Exercises to complete ->
1: In the passage on happiness and desire, begin at the words "But fulfilment comes" and stop after "bad things bad?", then write that part out again, switching "cocaine" to "alcohol".
2: Continue the discussion of happiness, hedonism and virtue, picking up right after its final sentence.

Text excerpt ->
_____

But fulfilment comes from satisfying desires without restraint, especially for the naturally superior. This is an interesting point, are things that makes you happy always the right thing to do? And when achieving the desired goal, is the process always happy and joyful? This question was fully discussed in class, there are many contrapositive and contradictive statements. For example, doing cocaine could end up happy, but drugs in general is bad. Being sick and requires a surgery might cause physical pain, but in the end, you heal up and become healthy again, the process is bad. If good things can lead into bad, and bad things lead into good, are all good things good and bad things bad?

Socrates uses a jar analogy to describe people, those who have disciplined like has sound jars, and indiscipline person has leaky jars, requires constant refilling, which symbolises endless desires. The overall article is a Critique of Hedonism, Socrates critiques the hedonistic view that happiness comes from indulging in pleasures, showing the emptiness of such a life without restraint or purpose.

Aristotle’s Nicomachean Ethics states that the highest good, or eudaimonia (“happiness and flourishing”) achieves by living a life of rational activities in accordance with virtue. And virtue as a “mean” between deficiency and excess.

_____

Saved entries ->
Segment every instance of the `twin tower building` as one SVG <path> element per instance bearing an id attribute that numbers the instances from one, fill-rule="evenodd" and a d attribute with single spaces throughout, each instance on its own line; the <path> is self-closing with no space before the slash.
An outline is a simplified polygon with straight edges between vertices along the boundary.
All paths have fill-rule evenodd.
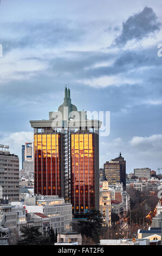
<path id="1" fill-rule="evenodd" d="M 77 111 L 66 87 L 64 102 L 34 128 L 35 193 L 58 195 L 74 215 L 99 209 L 99 133 L 101 121 Z"/>

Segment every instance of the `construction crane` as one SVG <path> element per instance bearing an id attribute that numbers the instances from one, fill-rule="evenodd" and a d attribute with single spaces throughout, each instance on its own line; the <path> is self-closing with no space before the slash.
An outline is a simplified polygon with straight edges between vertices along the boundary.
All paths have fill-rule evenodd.
<path id="1" fill-rule="evenodd" d="M 159 170 L 159 175 L 160 174 L 160 170 L 162 170 L 162 168 L 158 168 L 157 169 L 158 170 Z"/>

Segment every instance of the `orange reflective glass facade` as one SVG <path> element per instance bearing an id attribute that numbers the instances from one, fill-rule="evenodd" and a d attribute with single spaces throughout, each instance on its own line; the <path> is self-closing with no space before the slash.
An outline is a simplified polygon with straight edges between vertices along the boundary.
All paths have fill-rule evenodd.
<path id="1" fill-rule="evenodd" d="M 71 135 L 72 204 L 74 213 L 95 208 L 94 134 Z"/>
<path id="2" fill-rule="evenodd" d="M 35 193 L 61 196 L 61 135 L 34 135 Z"/>

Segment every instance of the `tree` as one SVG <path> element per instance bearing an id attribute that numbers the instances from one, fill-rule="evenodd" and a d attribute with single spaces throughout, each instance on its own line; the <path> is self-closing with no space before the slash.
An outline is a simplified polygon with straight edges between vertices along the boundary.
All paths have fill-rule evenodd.
<path id="1" fill-rule="evenodd" d="M 95 242 L 91 237 L 83 235 L 82 239 L 82 245 L 93 245 L 95 244 Z"/>
<path id="2" fill-rule="evenodd" d="M 82 236 L 91 238 L 95 243 L 100 241 L 100 233 L 103 222 L 103 215 L 95 209 L 90 210 L 87 214 L 87 219 L 80 220 L 72 223 L 74 231 L 81 234 Z"/>
<path id="3" fill-rule="evenodd" d="M 119 221 L 119 217 L 118 216 L 118 214 L 115 214 L 114 212 L 112 212 L 111 220 L 112 220 L 112 223 L 117 222 L 118 221 Z"/>

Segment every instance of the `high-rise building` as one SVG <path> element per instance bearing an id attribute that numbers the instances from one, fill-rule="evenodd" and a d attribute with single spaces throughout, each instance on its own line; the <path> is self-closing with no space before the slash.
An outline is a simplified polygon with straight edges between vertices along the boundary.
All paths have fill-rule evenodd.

_____

Task results ->
1:
But fulfilment comes from satisfying desires without restraint, especially for the naturally superior. This is an interesting point, are things that makes you happy always the right thing to do? And when achieving the desired goal, is the process always happy and joyful? This question was fully discussed in class, there are many contrapositive and contradictive statements. For example, doing alcohol could end up happy, but drugs in general is bad. Being sick and requires a surgery might cause physical pain, but in the end, you heal up and become healthy again, the process is bad. If good things can lead into bad, and bad things lead into good, are all good things good and bad things bad?

2:
:- Courage lies between recklessness and cowardice
:- Generosity lies between wastefulness and stinginess

What is ‘end’? What ‘science’ investigates it?

Everything that aims at an end is good, therefore, some ‘good’ is what we aim at. Pollical science investigates it, political tells society how to act, it’s about governing and behaviour.

How is happiness acquired?

Aristotle argues that it is a sort of habituation, and there are two kinds of virtue:
:- Intellectual – can be taught or read from book
:- Moral – rational thought requires time and thought

The Greeks believe truth might not be a thing, because everything is seen from our human eyes. Imagine you are a goat, or a cow, or a fish. Since they have different eyes, the world they see differs from what we see.

In the end, it leaves us with two things. Moral quality or Physical quantity.